# Problem to work on:
Omit every picture while you reproduce the entries that follow word for word.

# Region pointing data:
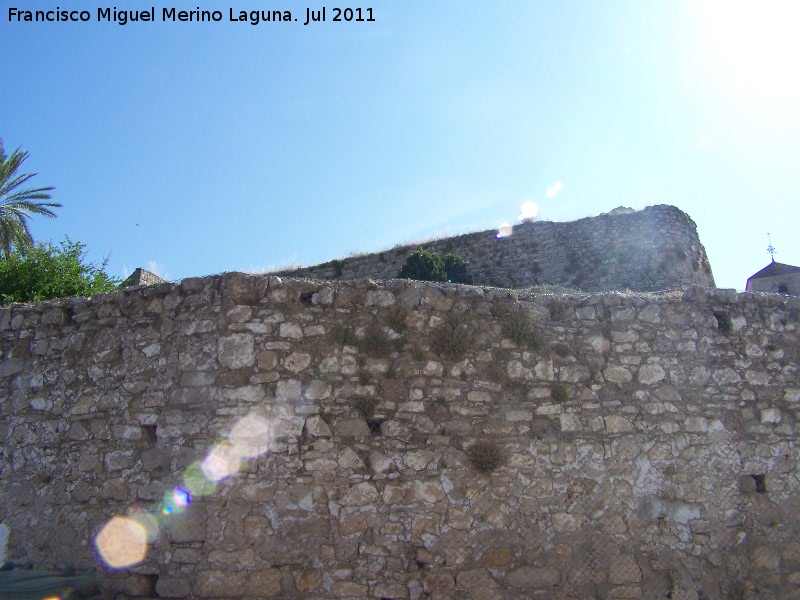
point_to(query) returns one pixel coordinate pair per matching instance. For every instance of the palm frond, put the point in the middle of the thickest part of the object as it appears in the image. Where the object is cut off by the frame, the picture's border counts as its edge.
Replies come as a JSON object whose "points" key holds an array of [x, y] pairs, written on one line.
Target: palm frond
{"points": [[17, 205]]}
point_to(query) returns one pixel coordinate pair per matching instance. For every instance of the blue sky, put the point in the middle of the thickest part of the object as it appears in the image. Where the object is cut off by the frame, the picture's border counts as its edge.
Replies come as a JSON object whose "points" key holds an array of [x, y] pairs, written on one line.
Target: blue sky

# Answer to this exercise:
point_to(query) returns one pixel coordinate pair per matching instance. For every instance of the palm frond, put the point in the middle of the thickest part of the object as it appears in the image. Where the object is cut off by the frame, the picture's border counts as its edge.
Replies come as a JSON object whose "points" key holds an array of [x, y] pairs, written on one line.
Target: palm frond
{"points": [[17, 205]]}
point_to(query) returns one pixel coordinate pair per matching instance. For every instance of the blue sky, put the point in the middle of the thickest part of the object as it appears in the image. Where the object is cut off by the frame, the picture's border counts as its edge.
Replies come as a JSON object whose "points" key holds an array of [x, y] pairs, written on one line.
Target: blue sky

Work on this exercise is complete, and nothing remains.